● Description of the task
After going through the data, give the number of lines that contain the word "blade" as your sole answer.

● Provided data
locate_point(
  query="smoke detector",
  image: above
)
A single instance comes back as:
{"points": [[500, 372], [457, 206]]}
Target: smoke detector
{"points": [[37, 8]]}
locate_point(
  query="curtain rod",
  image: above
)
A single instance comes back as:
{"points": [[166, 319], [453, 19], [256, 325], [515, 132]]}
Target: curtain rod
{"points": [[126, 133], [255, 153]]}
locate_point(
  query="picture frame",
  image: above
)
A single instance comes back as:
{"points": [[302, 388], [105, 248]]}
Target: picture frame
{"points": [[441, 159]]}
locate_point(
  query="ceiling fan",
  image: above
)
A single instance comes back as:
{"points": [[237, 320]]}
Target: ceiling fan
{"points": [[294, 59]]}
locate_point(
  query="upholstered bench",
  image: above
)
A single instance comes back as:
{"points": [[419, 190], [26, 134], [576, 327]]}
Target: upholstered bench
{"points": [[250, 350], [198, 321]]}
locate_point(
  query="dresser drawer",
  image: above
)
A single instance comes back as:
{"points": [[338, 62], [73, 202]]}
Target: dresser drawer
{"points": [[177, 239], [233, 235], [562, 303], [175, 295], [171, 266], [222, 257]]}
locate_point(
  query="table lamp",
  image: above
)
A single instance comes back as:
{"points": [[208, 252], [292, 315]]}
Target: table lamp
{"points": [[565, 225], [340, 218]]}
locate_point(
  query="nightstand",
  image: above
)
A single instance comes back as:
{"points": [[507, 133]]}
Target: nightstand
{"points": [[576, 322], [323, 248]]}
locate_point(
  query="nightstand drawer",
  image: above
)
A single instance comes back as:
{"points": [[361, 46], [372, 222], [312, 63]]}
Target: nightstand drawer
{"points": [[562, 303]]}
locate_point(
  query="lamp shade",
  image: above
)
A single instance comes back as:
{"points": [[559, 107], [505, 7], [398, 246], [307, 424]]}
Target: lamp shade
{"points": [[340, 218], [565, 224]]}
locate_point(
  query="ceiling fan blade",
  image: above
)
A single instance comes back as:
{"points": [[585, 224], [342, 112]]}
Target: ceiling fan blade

● Response to the exercise
2